Work to complete
Copy the rows below, substituting "Output" for each occurrence of "Returns" and keeping everything else the same.

Data lines
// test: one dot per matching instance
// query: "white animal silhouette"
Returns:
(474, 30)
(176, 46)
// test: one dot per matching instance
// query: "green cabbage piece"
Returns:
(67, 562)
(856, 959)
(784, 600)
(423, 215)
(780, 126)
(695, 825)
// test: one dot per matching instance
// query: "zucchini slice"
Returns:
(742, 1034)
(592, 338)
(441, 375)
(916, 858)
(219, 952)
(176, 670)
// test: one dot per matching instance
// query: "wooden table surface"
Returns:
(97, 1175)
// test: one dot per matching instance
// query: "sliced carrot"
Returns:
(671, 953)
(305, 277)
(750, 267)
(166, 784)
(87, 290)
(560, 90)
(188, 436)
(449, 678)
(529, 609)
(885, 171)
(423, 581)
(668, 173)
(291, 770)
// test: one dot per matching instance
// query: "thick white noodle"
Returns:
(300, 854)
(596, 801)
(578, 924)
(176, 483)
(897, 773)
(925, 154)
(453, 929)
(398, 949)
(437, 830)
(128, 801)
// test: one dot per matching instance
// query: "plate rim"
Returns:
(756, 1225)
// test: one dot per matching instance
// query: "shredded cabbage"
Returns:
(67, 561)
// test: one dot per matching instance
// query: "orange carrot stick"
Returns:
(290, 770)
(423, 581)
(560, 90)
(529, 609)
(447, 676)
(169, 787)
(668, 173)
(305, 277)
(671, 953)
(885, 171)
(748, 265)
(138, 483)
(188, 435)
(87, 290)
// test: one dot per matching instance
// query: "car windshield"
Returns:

Response for this exercise
// test: one dot per matching instance
// query: "white animal silhouette"
Output:
(474, 30)
(176, 46)
// test: one dot per matching instance
// query: "green cabbage piece"
Output:
(67, 562)
(856, 959)
(784, 600)
(423, 215)
(780, 126)
(695, 825)
// test: one dot per matching instance
// query: "zucchini slice"
Output:
(742, 1034)
(592, 338)
(441, 375)
(916, 858)
(219, 952)
(176, 670)
// test: one dot per matching instance
// query: "wooden table surface"
Output:
(97, 1175)
// test: one dot per matching instance
// query: "sliced carrot"
Output:
(671, 953)
(305, 277)
(750, 267)
(166, 784)
(87, 290)
(560, 90)
(188, 436)
(449, 678)
(529, 609)
(885, 171)
(423, 581)
(668, 173)
(291, 770)
// test: one dot per matching instance
// query: "thick white noodle"
Output:
(300, 854)
(596, 801)
(578, 924)
(176, 483)
(897, 773)
(925, 154)
(453, 929)
(398, 949)
(437, 830)
(128, 801)
// test: one dot per matching instance
// query: "plate rim"
Output:
(756, 1225)
// test: one dot per matching instance
// query: "shredded cabbage"
Output:
(67, 561)
// test: one dot per matching instance
// query: "orange carrot stick"
Output:
(290, 770)
(423, 581)
(560, 90)
(529, 609)
(447, 676)
(169, 787)
(668, 173)
(305, 277)
(671, 953)
(885, 171)
(748, 265)
(138, 483)
(188, 435)
(87, 290)
// test: one dot per matching instance
// query: "car windshield"
Output:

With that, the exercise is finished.